### Written request
Copy the entries below word for word, from their first line through the line containing "[0,424,1200,755]", with both of those lines included. Omit the pictures.

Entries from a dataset
------------------------

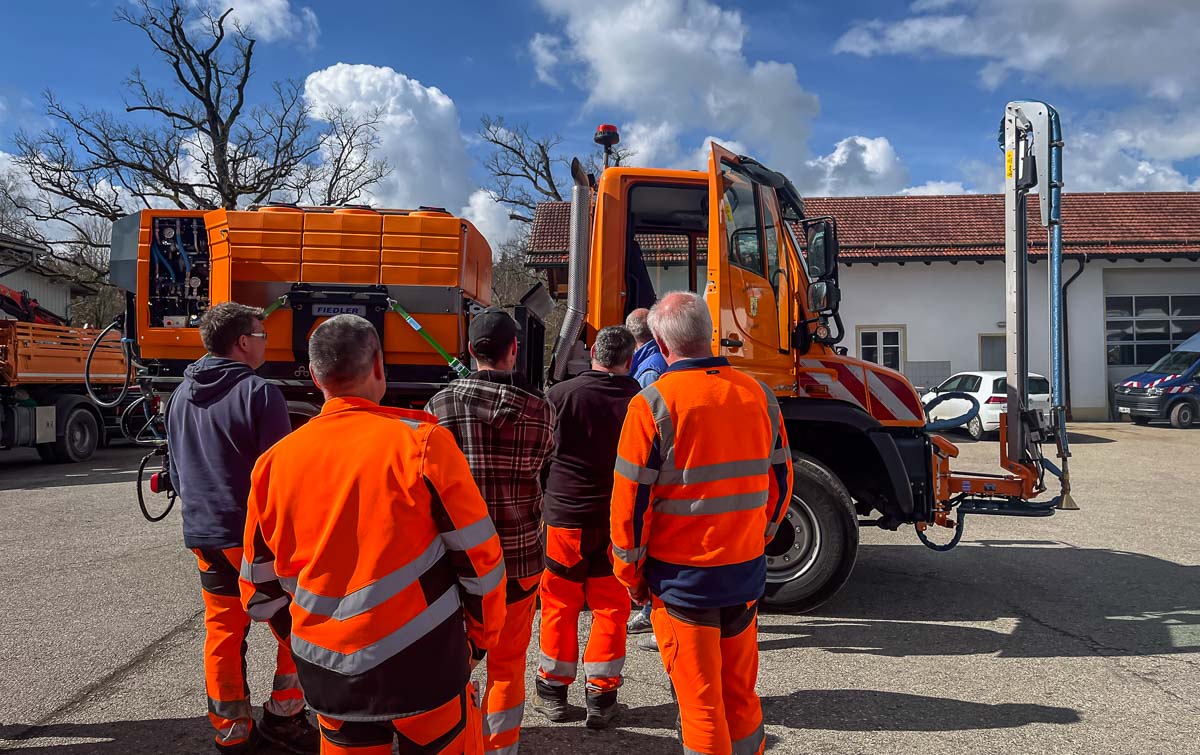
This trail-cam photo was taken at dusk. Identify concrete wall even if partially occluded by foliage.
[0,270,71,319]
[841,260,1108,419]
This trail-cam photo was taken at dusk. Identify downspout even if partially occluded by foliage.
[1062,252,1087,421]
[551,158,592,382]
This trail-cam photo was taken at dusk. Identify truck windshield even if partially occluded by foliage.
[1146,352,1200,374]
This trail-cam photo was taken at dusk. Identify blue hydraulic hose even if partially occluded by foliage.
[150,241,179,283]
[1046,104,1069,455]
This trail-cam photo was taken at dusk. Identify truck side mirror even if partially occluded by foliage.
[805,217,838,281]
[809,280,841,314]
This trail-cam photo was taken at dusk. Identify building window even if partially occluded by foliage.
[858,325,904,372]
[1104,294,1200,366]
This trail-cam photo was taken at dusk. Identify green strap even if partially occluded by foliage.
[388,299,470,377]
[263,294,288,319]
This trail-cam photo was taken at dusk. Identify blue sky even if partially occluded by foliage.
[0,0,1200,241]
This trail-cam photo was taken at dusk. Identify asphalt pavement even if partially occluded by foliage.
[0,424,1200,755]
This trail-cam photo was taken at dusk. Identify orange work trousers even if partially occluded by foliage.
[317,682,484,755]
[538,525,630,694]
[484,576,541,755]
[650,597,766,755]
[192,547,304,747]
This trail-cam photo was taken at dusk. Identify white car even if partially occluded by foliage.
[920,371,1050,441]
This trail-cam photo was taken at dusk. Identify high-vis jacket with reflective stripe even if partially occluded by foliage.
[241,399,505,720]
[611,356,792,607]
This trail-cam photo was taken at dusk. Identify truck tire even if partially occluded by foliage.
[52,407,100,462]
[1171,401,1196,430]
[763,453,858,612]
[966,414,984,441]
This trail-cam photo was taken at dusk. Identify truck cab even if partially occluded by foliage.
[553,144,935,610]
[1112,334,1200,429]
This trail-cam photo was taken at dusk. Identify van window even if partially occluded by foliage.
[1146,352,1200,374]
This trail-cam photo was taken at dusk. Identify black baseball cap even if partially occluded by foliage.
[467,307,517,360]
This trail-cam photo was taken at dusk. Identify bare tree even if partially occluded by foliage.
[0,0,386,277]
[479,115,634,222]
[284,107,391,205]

------------------------

### The reply
This trail-cam photo was taken at dusk. Identify concrete wall even if partially occluded by foliage.
[0,270,71,319]
[841,260,1108,419]
This trail-cam photo was taken at dusk. Identify downspout even if partially occluded by foliage.
[1062,252,1087,421]
[551,158,592,382]
This trail-cam photo was taken at dusk. Identify truck windshield even if partially occluded by foliage.
[1146,352,1200,374]
This trail-cam photo was taken at dusk. Identify blue hydraulic hose even if partially occluded by foliage.
[150,241,179,283]
[1046,104,1069,455]
This trail-cam photo was taken at dusk. Identify truck side mirror even if partially occluded by foliage.
[805,217,838,281]
[809,280,841,314]
This trail-cam photo was taken at dusk. Identify building window even if partially occluded by foliage.
[858,325,904,372]
[1104,294,1200,366]
This trail-cam photo was taken at dusk. Identify green strap even if partially occluded by foliage.
[388,299,470,377]
[263,294,288,319]
This trail-cam photo was taken at dusk. Identify blue sky even if partially occluded by foliage.
[0,0,1200,241]
This trail-cam photo was taken at dusk. Identify asphalt pavement even if partially occluded by foliage.
[0,424,1200,755]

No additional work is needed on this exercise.